Dalam Bab II huruf B angka 6 Permen BUMN Nomor 03 Tahun 2015, memuat ketentuan adanya kepatutan moral yang mesti dimiliki oleh seorang Direksi BUMN. Adanya persyaratan materiil Direksi BUMN adalah seseorang yang mempunyai perilaku yang baik.

Ketentuan dimaksud dalam syarat formiil tak membatasi jangka waktu dalam menilai rekam jejak calon. Ahok pernah dihukum penjara karena melakukan perbuatan tercela sehingga dinilai memenuhi syarat materiil dari Permen No. 3 Tahun 2015.

Peraturan perundang-undangan merupakan pedoman dan dasar yang dipegang seorang Pejabat Negara dalam menjalankan suatu pemerintahan. Jika hukum yang sangat mendasar bisa dipermainkan dan dibuat goyah dengan suatu alasan tertentu, maka negeri ini akan menjadi goyah pula karena hukum dipermajnkan oleh segelintir orang tertentu yang berkuasa. Bulan bulan ke depan sepertinya kita akan saksikan bersama apakah hobi penguasa memainkan hukum ini akan terus dipamerkan kepada rakyatnya.

Walau secara hukum bermasalah, tapi banyak petinggi di pemerintahan Jokowi dan taipan yang ingin Ahok berkiprah lagi sebagai pejabat publik. Yang jelas pasang badan untuk mendukung Ahok jadi pejabat lagi adalah menteri segala urusan, Menko Maritim, Luhut Panjaitan. Senada dengan luhut Kepala Staf Presiden, Moeldoko juga tidak mempermasalahkan jika Ahok kembali menjabat di pemerintahan atau BUMN.

######

§ DAFTAR KEGIATAN
A - Salin dari teks yang diberikan bagian yang diawali kata-kata yang memuat "Walau secara hukum" dan diakhiri dengan "pemerintahan atau BUMN.", tanpa satu huruf pun diubah.
B - Tentukan apakah setiap pernyataan berikut sesuai dengan teks yang diberikan. Jawab ya atau tidak, lalu kutip kata-kata dalam teks yang menjadi penentunya.
(i) Direksi BUMN disyaratkan memiliki perilaku yang baik.
(ii) Ketentuan dalam syarat formiil membatasi jangka waktu untuk menilai rekam jejak calon.
(iii) Moeldoko menjabat sebagai Menko Maritim.
Listing di bawah sama sekali tidak diperlukan di sini.

§ BAHAN KAJIAN

######

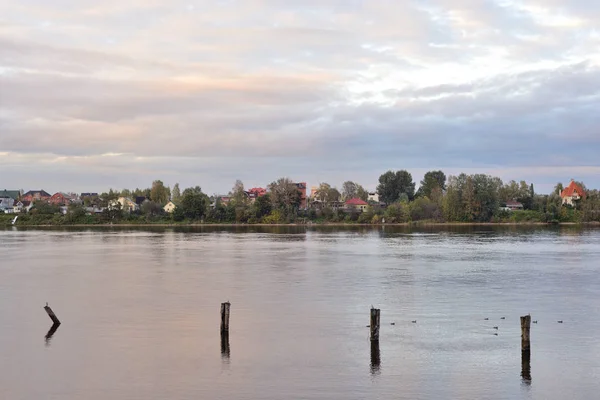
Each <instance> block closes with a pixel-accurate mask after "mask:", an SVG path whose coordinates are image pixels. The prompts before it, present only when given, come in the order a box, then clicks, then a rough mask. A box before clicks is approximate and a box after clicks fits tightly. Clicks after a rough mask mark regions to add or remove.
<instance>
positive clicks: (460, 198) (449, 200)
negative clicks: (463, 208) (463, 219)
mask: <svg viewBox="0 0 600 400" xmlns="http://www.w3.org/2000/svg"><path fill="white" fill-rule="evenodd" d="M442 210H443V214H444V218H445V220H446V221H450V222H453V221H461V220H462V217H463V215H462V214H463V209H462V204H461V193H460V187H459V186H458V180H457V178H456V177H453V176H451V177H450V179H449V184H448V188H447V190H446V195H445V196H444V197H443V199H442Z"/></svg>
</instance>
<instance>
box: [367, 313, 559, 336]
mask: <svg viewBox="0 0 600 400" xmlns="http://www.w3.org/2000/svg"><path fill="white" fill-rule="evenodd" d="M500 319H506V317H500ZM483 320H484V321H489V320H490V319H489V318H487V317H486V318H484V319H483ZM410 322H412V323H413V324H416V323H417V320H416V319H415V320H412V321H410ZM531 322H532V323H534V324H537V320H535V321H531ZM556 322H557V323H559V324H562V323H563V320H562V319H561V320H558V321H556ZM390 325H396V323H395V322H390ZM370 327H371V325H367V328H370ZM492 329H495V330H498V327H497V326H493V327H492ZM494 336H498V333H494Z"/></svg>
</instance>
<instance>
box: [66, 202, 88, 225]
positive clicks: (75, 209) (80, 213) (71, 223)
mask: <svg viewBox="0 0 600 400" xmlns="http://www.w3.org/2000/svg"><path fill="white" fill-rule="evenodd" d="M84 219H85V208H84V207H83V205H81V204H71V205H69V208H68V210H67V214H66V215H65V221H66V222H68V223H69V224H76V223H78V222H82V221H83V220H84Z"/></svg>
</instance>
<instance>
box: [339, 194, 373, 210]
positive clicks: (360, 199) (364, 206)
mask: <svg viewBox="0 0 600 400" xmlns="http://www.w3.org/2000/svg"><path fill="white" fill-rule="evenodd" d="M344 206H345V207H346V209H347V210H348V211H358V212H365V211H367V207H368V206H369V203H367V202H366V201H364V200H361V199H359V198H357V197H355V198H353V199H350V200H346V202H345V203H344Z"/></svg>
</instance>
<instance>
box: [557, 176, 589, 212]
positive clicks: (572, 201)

######

§ JAWABAN
A -
Walau secara hukum bermasalah, tapi banyak petinggi di pemerintahan Jokowi dan taipan yang ingin Ahok berkiprah lagi sebagai pejabat publik. Yang jelas pasang badan untuk mendukung Ahok jadi pejabat lagi adalah menteri segala urusan, Menko Maritim, Luhut Panjaitan. Senada dengan luhut Kepala Staf Presiden, Moeldoko juga tidak mempermasalahkan jika Ahok kembali menjabat di pemerintahan atau BUMN.

B -
(i) Ya: "Adanya persyaratan materiil Direksi BUMN adalah seseorang yang mempunyai perilaku yang baik."
(ii) Tidak: "Ketentuan dimaksud dalam syarat formiil tak membatasi jangka waktu dalam menilai rekam jejak calon."
(iii) Tidak: "Menko Maritim, Luhut Panjaitan" dan "Kepala Staf Presiden, Moeldoko"